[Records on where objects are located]

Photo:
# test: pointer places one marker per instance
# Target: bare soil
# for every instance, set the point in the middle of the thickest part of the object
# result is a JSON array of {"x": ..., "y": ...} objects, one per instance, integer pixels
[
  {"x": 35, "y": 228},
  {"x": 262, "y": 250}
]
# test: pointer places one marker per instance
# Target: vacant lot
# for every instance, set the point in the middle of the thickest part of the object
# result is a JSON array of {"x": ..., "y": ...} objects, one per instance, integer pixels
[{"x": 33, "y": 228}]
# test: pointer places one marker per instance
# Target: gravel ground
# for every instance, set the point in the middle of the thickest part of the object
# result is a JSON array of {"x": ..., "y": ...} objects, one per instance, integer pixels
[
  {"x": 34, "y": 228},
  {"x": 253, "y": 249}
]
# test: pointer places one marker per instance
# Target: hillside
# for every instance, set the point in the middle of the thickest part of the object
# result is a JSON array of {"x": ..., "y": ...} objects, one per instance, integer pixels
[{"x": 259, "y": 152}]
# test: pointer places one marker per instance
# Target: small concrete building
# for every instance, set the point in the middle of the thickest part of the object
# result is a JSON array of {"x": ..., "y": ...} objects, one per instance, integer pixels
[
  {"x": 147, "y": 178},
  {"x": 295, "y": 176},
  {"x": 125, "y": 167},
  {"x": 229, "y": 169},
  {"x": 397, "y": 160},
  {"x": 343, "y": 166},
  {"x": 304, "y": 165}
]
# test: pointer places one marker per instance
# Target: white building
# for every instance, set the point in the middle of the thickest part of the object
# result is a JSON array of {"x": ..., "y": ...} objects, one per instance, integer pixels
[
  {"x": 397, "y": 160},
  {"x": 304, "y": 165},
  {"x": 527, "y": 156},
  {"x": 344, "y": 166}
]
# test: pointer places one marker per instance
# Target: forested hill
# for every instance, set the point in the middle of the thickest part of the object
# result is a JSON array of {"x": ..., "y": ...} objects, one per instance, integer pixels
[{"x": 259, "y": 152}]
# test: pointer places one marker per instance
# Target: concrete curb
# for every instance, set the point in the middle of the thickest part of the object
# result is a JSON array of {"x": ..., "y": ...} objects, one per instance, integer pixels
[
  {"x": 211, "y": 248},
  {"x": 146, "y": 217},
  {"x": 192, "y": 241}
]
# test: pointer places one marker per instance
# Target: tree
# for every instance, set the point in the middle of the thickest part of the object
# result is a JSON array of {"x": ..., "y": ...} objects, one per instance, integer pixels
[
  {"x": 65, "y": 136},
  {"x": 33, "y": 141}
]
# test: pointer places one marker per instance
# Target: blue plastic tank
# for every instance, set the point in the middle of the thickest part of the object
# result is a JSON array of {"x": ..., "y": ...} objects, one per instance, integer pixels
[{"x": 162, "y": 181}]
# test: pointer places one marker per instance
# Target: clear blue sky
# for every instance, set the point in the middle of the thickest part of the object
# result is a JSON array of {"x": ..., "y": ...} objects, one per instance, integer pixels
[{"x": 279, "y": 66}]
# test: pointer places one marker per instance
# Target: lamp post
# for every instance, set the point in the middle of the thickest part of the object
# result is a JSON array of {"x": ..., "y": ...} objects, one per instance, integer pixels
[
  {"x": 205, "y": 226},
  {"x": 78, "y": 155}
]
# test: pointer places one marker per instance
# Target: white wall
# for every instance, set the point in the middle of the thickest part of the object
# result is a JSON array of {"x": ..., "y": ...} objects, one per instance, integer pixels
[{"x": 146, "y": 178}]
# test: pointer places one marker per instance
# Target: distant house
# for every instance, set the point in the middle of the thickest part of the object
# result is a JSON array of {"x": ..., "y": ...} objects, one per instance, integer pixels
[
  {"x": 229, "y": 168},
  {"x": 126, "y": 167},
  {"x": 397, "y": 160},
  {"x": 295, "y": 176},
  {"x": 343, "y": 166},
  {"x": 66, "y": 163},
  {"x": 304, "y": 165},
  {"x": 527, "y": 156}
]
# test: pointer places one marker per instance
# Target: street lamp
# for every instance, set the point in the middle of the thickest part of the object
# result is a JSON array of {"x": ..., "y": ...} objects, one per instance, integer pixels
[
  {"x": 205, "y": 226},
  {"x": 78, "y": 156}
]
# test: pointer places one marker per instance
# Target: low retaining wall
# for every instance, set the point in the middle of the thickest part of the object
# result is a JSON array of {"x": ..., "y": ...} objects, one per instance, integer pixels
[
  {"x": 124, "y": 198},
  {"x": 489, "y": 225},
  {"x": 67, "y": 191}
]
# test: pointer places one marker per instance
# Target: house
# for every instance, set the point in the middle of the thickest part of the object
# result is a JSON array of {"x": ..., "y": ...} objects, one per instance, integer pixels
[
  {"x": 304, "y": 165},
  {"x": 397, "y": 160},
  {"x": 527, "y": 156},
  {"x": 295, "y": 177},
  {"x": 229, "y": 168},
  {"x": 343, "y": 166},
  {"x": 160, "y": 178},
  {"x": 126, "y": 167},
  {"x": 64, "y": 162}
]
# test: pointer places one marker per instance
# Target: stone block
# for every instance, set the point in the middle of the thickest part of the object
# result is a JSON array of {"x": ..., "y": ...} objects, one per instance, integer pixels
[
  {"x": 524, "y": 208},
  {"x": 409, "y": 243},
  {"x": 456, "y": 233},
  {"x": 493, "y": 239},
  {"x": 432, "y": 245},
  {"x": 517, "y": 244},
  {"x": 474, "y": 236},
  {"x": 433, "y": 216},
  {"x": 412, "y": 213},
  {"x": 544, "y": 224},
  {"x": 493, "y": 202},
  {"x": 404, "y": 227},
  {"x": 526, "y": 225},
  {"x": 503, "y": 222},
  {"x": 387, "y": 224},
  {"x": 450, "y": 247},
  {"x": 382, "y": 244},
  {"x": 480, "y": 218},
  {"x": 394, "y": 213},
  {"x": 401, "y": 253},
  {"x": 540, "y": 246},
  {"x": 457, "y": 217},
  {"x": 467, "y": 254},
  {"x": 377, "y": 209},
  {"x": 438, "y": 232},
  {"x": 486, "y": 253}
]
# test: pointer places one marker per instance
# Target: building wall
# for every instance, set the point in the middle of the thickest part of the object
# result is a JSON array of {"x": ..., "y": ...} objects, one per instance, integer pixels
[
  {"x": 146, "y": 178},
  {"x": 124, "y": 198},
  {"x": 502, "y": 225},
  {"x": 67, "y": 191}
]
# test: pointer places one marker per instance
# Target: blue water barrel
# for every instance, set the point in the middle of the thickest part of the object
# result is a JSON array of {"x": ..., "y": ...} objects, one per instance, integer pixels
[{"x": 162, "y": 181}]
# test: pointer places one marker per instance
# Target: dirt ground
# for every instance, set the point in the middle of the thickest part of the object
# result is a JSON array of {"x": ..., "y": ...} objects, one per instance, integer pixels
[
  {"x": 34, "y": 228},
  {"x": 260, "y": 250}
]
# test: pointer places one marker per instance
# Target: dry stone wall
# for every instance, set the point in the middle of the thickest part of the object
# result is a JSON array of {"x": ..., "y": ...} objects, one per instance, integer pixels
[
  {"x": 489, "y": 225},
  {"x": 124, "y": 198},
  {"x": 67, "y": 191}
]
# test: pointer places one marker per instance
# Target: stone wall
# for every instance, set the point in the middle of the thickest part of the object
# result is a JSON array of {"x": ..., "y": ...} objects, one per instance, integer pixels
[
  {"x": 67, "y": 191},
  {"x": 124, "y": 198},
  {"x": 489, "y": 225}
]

» WHAT THE TASK REQUIRES
List every line above that contains the word "wall", copying each one in full.

» ANSWER TO THIS PROBLEM
# Target: white wall
# Target: low retaining wall
# Target: building wall
# Target: dry stone wall
# Target: stone wall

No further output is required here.